### Short exercise
Reproduce the records below exactly, starting at the line that contains "Trace the outline of every instance of the white" and ending at the end of the records. Leave the pictures out of your answer.

### Source records

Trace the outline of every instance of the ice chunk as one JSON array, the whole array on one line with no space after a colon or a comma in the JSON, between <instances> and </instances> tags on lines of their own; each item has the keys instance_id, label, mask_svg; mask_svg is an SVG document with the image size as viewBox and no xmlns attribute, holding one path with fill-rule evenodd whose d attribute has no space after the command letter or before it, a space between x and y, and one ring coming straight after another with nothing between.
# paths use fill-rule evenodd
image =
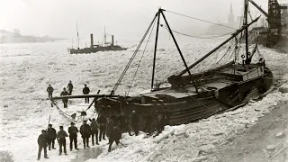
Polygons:
<instances>
[{"instance_id":1,"label":"ice chunk","mask_svg":"<svg viewBox=\"0 0 288 162\"><path fill-rule=\"evenodd\" d=\"M276 148L275 145L268 145L266 147L266 150L270 150L270 151L274 151L274 150L275 150L275 148Z\"/></svg>"},{"instance_id":2,"label":"ice chunk","mask_svg":"<svg viewBox=\"0 0 288 162\"><path fill-rule=\"evenodd\" d=\"M281 139L281 138L284 137L284 135L285 135L284 132L278 132L278 133L275 135L275 138Z\"/></svg>"}]
</instances>

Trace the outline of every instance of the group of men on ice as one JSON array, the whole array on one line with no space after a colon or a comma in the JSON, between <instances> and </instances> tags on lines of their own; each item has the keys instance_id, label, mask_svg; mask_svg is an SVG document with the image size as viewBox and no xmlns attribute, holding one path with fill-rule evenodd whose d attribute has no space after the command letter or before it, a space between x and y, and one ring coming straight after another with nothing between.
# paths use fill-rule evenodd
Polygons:
<instances>
[{"instance_id":1,"label":"group of men on ice","mask_svg":"<svg viewBox=\"0 0 288 162\"><path fill-rule=\"evenodd\" d=\"M63 88L63 92L60 95L71 95L73 91L73 85L70 81L68 85L68 92L66 91L66 88ZM47 92L49 93L49 97L52 97L53 87L49 85L47 88ZM90 93L90 89L85 85L83 88L83 94L88 94ZM68 99L62 99L64 104L64 108L67 108ZM89 103L89 98L86 98L86 103ZM107 106L109 109L110 106ZM39 151L38 151L38 160L40 158L41 150L44 149L44 158L47 157L47 147L49 150L50 148L55 149L55 140L57 139L59 145L59 155L62 154L62 148L64 149L65 155L67 154L66 149L66 137L69 137L70 140L70 150L73 149L73 144L75 149L79 149L77 148L77 133L80 131L84 148L90 148L89 147L89 139L92 138L92 145L94 144L99 145L99 141L102 140L105 140L105 137L109 140L109 147L108 152L111 151L111 148L113 142L117 145L120 142L122 138L122 133L128 132L130 136L132 136L130 130L133 130L135 135L137 136L140 132L140 116L136 113L135 111L132 111L131 115L130 116L130 124L128 122L128 116L124 112L121 112L119 115L111 115L106 116L104 112L104 107L102 106L101 110L98 112L98 118L89 119L90 125L87 124L87 121L85 120L83 124L80 127L80 130L75 126L73 122L71 122L71 126L68 129L68 134L63 130L63 126L59 127L59 131L57 133L56 130L52 128L52 125L50 124L47 130L42 130L42 133L38 138L39 144ZM145 120L145 125L142 127L142 130L148 133L148 136L152 135L156 132L155 136L158 136L164 130L164 126L168 124L169 117L171 113L165 109L163 114L159 114L158 120L153 122L153 119L150 115L144 115L142 119ZM122 144L122 143L121 143Z\"/></svg>"},{"instance_id":2,"label":"group of men on ice","mask_svg":"<svg viewBox=\"0 0 288 162\"><path fill-rule=\"evenodd\" d=\"M164 117L164 118L163 118ZM159 115L158 121L154 124L154 128L150 128L150 132L157 132L156 136L162 132L164 130L164 126L167 124L167 118L166 114ZM97 120L89 119L90 125L87 124L87 120L83 122L83 124L78 130L77 127L75 126L74 122L70 123L70 127L68 129L68 132L64 130L63 126L59 126L59 131L56 131L54 128L52 128L51 124L49 124L49 128L47 130L42 130L41 134L38 138L38 160L40 159L41 150L44 150L44 158L49 158L47 157L47 148L49 150L51 148L55 148L55 140L57 140L59 145L59 156L62 154L62 148L64 149L64 154L67 154L66 149L66 138L69 137L70 140L70 150L73 149L73 144L75 149L79 149L77 147L77 133L80 132L84 148L90 148L89 146L89 139L92 138L92 145L94 144L99 145L99 141L102 140L106 140L105 137L109 140L109 147L108 152L111 151L111 148L113 142L117 145L120 142L122 138L122 133L128 132L129 135L132 136L130 130L135 132L137 136L139 134L140 130L140 116L136 113L135 111L132 111L132 114L130 115L130 125L128 122L128 117L124 112L122 112L119 116L112 115L111 117L105 116L104 113L99 112ZM151 123L145 123L144 131L147 131L148 129L148 125ZM121 143L122 144L122 143Z\"/></svg>"}]
</instances>

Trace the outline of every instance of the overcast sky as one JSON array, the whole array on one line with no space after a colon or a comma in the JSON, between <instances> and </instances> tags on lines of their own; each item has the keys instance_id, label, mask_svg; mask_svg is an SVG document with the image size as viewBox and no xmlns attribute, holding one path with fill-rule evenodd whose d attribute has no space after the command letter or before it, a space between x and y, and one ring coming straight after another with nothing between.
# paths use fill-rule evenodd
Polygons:
<instances>
[{"instance_id":1,"label":"overcast sky","mask_svg":"<svg viewBox=\"0 0 288 162\"><path fill-rule=\"evenodd\" d=\"M268 0L254 0L267 11ZM287 3L288 0L279 0ZM212 22L227 22L230 3L234 14L242 14L243 0L0 0L0 29L19 29L22 34L72 38L79 33L101 36L104 28L116 37L139 38L158 6ZM166 14L178 26L207 23Z\"/></svg>"}]
</instances>

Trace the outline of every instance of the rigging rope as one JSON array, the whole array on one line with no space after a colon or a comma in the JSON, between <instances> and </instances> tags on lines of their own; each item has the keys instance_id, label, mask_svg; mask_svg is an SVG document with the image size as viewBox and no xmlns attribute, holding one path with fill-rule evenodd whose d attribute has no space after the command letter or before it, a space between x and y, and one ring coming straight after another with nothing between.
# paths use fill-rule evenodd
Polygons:
<instances>
[{"instance_id":1,"label":"rigging rope","mask_svg":"<svg viewBox=\"0 0 288 162\"><path fill-rule=\"evenodd\" d=\"M152 20L151 23L149 24L149 26L148 26L148 28L147 29L147 31L146 31L146 32L145 32L144 36L142 37L142 39L141 39L140 42L139 43L139 45L138 45L137 49L135 50L135 51L134 51L134 53L133 53L132 57L130 58L130 60L129 60L129 62L128 62L127 66L125 67L125 68L124 68L123 72L122 73L121 76L119 77L119 79L118 79L117 83L115 84L115 86L114 86L114 87L113 87L113 89L112 89L112 93L114 93L114 92L116 91L116 89L117 89L118 86L120 85L120 83L122 82L122 78L124 77L124 76L125 76L125 74L126 74L126 72L127 72L128 68L130 68L130 64L132 63L132 61L133 61L133 59L134 59L134 58L135 58L135 56L136 56L136 54L137 54L137 52L139 51L140 48L141 47L142 42L144 41L144 40L145 40L145 38L146 38L147 34L148 33L148 32L149 32L149 30L150 30L150 28L151 28L152 24L154 23L154 22L155 22L155 20L156 20L156 17L157 17L157 16L158 16L158 14L154 16L154 18L153 18L153 20Z\"/></svg>"},{"instance_id":2,"label":"rigging rope","mask_svg":"<svg viewBox=\"0 0 288 162\"><path fill-rule=\"evenodd\" d=\"M128 96L128 94L129 94L129 93L130 93L130 90L131 87L132 87L132 85L133 85L133 82L134 82L134 80L135 80L136 75L137 75L137 73L138 73L139 68L140 67L140 64L141 64L141 61L142 61L142 58L143 58L143 56L144 56L144 53L145 53L147 45L148 45L148 43L149 42L149 40L150 40L150 37L151 37L151 34L152 34L152 32L153 32L153 29L154 29L155 23L156 23L156 22L154 21L153 26L152 26L152 30L151 30L150 34L149 34L149 36L148 36L148 41L147 41L146 46L145 46L145 48L144 48L144 50L143 50L143 52L142 52L142 56L141 56L140 60L140 62L139 62L139 64L138 64L137 69L136 69L135 74L134 74L133 78L132 78L131 85L130 85L130 86L129 89L128 89L128 92L127 92L127 94L126 94L126 96Z\"/></svg>"},{"instance_id":3,"label":"rigging rope","mask_svg":"<svg viewBox=\"0 0 288 162\"><path fill-rule=\"evenodd\" d=\"M167 27L163 24L160 24L160 26L166 30L168 31ZM215 39L215 38L220 38L220 37L223 37L223 36L227 36L227 35L230 35L230 34L232 34L233 32L228 32L228 33L225 33L225 34L222 34L222 35L216 35L216 36L211 36L211 37L199 37L199 36L194 36L194 35L188 35L188 34L185 34L185 33L183 33L183 32L179 32L177 31L174 31L174 30L171 30L173 32L176 32L177 34L180 34L180 35L184 35L184 36L186 36L186 37L191 37L191 38L195 38L195 39Z\"/></svg>"},{"instance_id":4,"label":"rigging rope","mask_svg":"<svg viewBox=\"0 0 288 162\"><path fill-rule=\"evenodd\" d=\"M232 28L232 27L226 26L226 25L222 25L222 24L220 24L220 23L215 23L215 22L209 22L209 21L205 21L205 20L198 19L198 18L195 18L195 17L192 17L192 16L188 16L188 15L181 14L175 13L175 12L172 12L172 11L168 11L168 10L163 10L163 11L166 11L166 12L168 12L168 13L172 13L172 14L178 14L178 15L182 15L182 16L184 16L184 17L188 17L188 18L191 18L191 19L194 19L194 20L197 20L197 21L205 22L208 22L208 23L212 23L212 24L215 24L215 25L222 26L222 27L225 27L225 28L230 28L230 29L237 30L236 28Z\"/></svg>"}]
</instances>

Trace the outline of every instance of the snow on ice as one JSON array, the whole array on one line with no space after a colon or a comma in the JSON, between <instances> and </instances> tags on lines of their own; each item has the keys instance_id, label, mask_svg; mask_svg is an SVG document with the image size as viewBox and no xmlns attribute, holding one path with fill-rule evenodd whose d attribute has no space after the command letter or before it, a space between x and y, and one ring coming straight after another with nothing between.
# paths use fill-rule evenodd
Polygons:
<instances>
[{"instance_id":1,"label":"snow on ice","mask_svg":"<svg viewBox=\"0 0 288 162\"><path fill-rule=\"evenodd\" d=\"M205 43L195 40L193 44L183 47L183 53L188 64L209 51L215 46L212 40ZM55 91L53 95L59 95L63 87L72 80L74 94L80 94L84 84L87 84L92 94L101 89L101 94L110 93L113 84L124 68L132 50L117 52L99 52L90 55L69 55L66 51L67 42L24 43L0 45L0 150L13 153L15 161L34 161L37 158L37 138L40 130L46 129L49 115L50 123L58 130L63 125L67 130L69 122L66 121L55 107L46 100L46 88L51 84ZM157 78L166 79L184 68L181 58L175 48L167 47L158 51ZM260 52L266 58L266 65L271 68L276 77L288 79L287 56L274 50L264 49ZM148 54L152 53L150 49ZM139 60L138 58L137 60ZM142 60L140 71L137 76L132 94L137 94L149 87L152 55ZM135 61L137 62L137 61ZM132 65L128 76L119 87L119 93L127 91L137 66ZM284 85L284 86L288 86ZM288 100L287 94L272 93L261 101L251 102L233 112L212 116L198 122L179 126L166 126L165 130L157 138L143 139L139 136L123 134L122 143L112 145L112 151L108 153L107 140L101 141L94 149L94 157L80 158L77 151L68 151L68 156L58 156L58 149L48 151L49 159L43 161L201 161L207 158L205 154L212 152L216 146L225 143L229 139L241 134L247 128L256 124L261 116L269 112L277 104ZM59 101L58 105L62 108ZM87 108L84 101L69 100L68 108L64 110L71 115L77 113L76 126L81 125L78 119L81 111ZM93 108L92 108L93 109ZM94 110L87 112L88 117L97 114ZM62 109L63 110L63 109ZM68 141L68 139L67 139ZM78 135L80 151L83 145ZM68 148L68 142L67 144ZM56 145L58 148L58 146ZM43 158L43 155L41 156ZM80 160L82 159L82 160Z\"/></svg>"}]
</instances>

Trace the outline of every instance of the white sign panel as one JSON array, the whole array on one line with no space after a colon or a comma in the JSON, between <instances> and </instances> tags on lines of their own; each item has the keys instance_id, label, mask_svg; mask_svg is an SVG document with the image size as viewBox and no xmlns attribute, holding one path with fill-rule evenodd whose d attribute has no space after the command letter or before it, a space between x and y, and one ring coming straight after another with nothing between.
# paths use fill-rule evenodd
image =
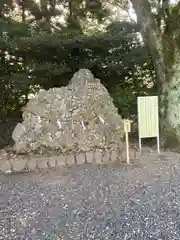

### Full output
Trace the outline of every instance of the white sign panel as one JSON array, the whole array on one line with no space after a colon or a comma in the JSON, between <instances> and </instances> tags on lines of their own; each item has the keys instance_id, label, mask_svg; mask_svg is an SVG document with the image size as viewBox and no xmlns attribute, holding one path with fill-rule evenodd whose d attribute has no space after the command letter or before it, a space between x and y, and one ring coming straight after another with nothing between.
# paths use fill-rule evenodd
image =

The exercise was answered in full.